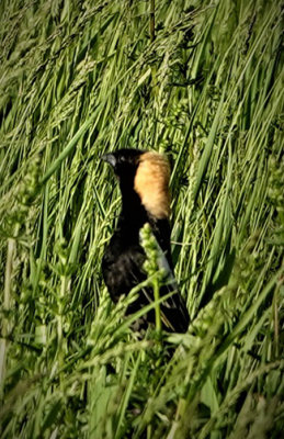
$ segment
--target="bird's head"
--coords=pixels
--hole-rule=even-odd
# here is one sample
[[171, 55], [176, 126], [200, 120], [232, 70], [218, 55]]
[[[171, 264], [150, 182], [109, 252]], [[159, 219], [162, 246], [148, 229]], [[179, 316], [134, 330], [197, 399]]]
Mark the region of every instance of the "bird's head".
[[102, 156], [120, 180], [122, 195], [134, 191], [146, 211], [158, 219], [170, 215], [170, 166], [155, 151], [120, 149]]

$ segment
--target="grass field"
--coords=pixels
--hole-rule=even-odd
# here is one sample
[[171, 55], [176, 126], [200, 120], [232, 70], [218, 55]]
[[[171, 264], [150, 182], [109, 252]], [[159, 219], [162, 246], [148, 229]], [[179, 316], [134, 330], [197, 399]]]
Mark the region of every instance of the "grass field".
[[[0, 3], [3, 439], [283, 431], [283, 8], [154, 3]], [[172, 164], [192, 323], [162, 341], [102, 281], [122, 147]]]

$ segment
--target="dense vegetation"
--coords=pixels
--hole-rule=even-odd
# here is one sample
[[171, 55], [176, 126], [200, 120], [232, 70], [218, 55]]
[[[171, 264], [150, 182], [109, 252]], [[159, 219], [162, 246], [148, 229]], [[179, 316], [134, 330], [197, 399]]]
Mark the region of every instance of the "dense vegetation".
[[[280, 3], [1, 1], [2, 438], [280, 437]], [[184, 336], [103, 284], [121, 147], [172, 162]]]

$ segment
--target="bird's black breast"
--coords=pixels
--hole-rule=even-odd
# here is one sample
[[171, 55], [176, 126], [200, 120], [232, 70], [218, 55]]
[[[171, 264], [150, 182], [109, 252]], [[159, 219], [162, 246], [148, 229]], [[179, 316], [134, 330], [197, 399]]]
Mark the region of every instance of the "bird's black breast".
[[102, 260], [104, 282], [114, 302], [146, 279], [143, 264], [146, 256], [138, 243], [125, 243], [120, 234], [115, 234], [105, 250]]
[[[114, 302], [117, 302], [121, 295], [127, 295], [134, 286], [147, 279], [143, 269], [145, 260], [146, 255], [139, 245], [138, 233], [135, 238], [127, 228], [123, 233], [121, 230], [114, 233], [102, 260], [104, 282]], [[171, 268], [170, 263], [169, 268]], [[171, 271], [170, 277], [174, 280]], [[189, 314], [175, 282], [160, 288], [160, 296], [170, 292], [173, 292], [173, 295], [160, 305], [163, 327], [169, 331], [185, 333], [189, 326]], [[141, 289], [138, 299], [128, 306], [127, 314], [135, 313], [151, 301], [154, 301], [152, 289]], [[147, 313], [146, 319], [155, 323], [154, 309]]]

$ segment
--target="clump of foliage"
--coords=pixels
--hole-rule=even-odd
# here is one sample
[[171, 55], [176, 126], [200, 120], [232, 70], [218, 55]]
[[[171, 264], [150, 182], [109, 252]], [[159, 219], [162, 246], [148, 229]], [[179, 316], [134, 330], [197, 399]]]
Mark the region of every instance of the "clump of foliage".
[[[1, 2], [2, 438], [280, 437], [282, 14]], [[120, 193], [100, 156], [118, 147], [172, 161], [186, 335], [140, 337], [104, 288]]]

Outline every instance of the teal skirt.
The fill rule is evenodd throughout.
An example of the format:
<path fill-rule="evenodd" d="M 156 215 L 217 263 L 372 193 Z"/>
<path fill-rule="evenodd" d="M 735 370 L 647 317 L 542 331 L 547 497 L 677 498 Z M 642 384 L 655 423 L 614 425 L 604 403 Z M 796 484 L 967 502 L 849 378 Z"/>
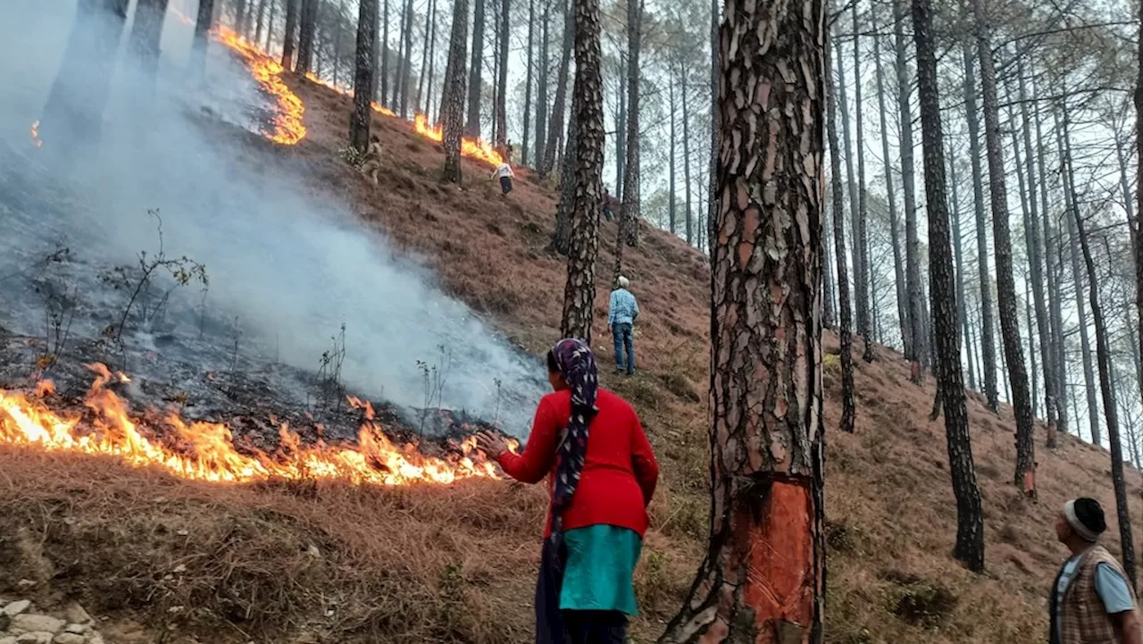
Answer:
<path fill-rule="evenodd" d="M 591 525 L 563 533 L 567 559 L 560 610 L 638 614 L 632 577 L 642 539 L 632 530 Z"/>

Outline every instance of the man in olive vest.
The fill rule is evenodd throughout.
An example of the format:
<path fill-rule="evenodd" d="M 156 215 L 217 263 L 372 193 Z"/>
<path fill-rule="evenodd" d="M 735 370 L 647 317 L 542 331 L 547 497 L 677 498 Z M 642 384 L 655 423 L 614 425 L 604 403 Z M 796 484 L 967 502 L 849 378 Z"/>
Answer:
<path fill-rule="evenodd" d="M 1106 528 L 1094 499 L 1064 503 L 1056 538 L 1071 557 L 1052 585 L 1048 644 L 1143 644 L 1135 593 L 1119 562 L 1100 544 Z"/>

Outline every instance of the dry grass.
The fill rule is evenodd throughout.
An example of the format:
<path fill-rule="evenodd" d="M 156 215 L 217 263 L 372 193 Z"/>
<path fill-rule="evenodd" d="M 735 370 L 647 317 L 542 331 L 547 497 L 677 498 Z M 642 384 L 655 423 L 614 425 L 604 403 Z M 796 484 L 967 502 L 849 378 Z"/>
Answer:
<path fill-rule="evenodd" d="M 298 92 L 311 135 L 281 162 L 299 181 L 353 204 L 521 345 L 539 352 L 557 339 L 565 265 L 545 251 L 549 186 L 523 176 L 504 200 L 489 170 L 469 161 L 465 191 L 441 184 L 439 146 L 376 119 L 390 174 L 374 188 L 336 154 L 347 101 L 305 84 Z M 614 236 L 605 223 L 599 276 L 610 275 Z M 663 467 L 637 574 L 644 614 L 633 636 L 650 642 L 688 588 L 708 527 L 709 277 L 697 253 L 660 231 L 645 229 L 626 257 L 644 310 L 642 372 L 605 373 L 605 384 L 636 405 Z M 604 363 L 606 295 L 600 285 Z M 832 336 L 826 344 L 836 350 Z M 973 575 L 950 556 L 956 510 L 943 424 L 927 419 L 933 389 L 910 384 L 900 356 L 880 356 L 857 360 L 856 432 L 830 437 L 828 642 L 1041 642 L 1044 597 L 1064 555 L 1052 522 L 1080 493 L 1113 507 L 1106 452 L 1069 437 L 1048 452 L 1038 435 L 1040 502 L 1026 503 L 1010 480 L 1010 411 L 996 418 L 970 397 L 988 541 L 988 573 Z M 825 382 L 836 427 L 836 368 Z M 1128 486 L 1141 516 L 1137 471 L 1128 470 Z M 501 482 L 219 487 L 0 450 L 0 593 L 35 579 L 43 602 L 77 597 L 112 623 L 136 620 L 170 642 L 193 633 L 206 642 L 523 643 L 543 511 L 541 490 Z"/>

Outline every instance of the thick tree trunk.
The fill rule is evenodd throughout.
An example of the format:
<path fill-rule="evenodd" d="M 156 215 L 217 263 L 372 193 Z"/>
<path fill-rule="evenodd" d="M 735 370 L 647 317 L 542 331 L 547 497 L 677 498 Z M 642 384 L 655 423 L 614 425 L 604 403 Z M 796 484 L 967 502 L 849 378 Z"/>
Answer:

━━━━━━━━━━

## Work to complete
Rescale the lines from the start of the records through the line with "151], [120, 149]]", both ends included. Reproduce those lines in full and leave out the pictures. Multiply every coordinate in the answers by 0.4 and round it to a whole number, with halves rounded up. Keep every other number unchanged.

## Response to the exercise
$ segment
--target="bird's head"
--coords=pixels
--hole-rule=even-odd
# here is one sample
[[171, 55], [176, 126], [200, 120], [232, 70], [218, 55]]
[[[171, 264], [150, 182], [109, 252]], [[159, 219], [162, 246], [148, 229]], [[179, 316], [134, 330], [197, 399]]]
Mark the region of every instance of the "bird's head".
[[41, 62], [48, 72], [49, 78], [54, 76], [58, 84], [63, 88], [68, 86], [68, 66], [62, 60], [48, 60]]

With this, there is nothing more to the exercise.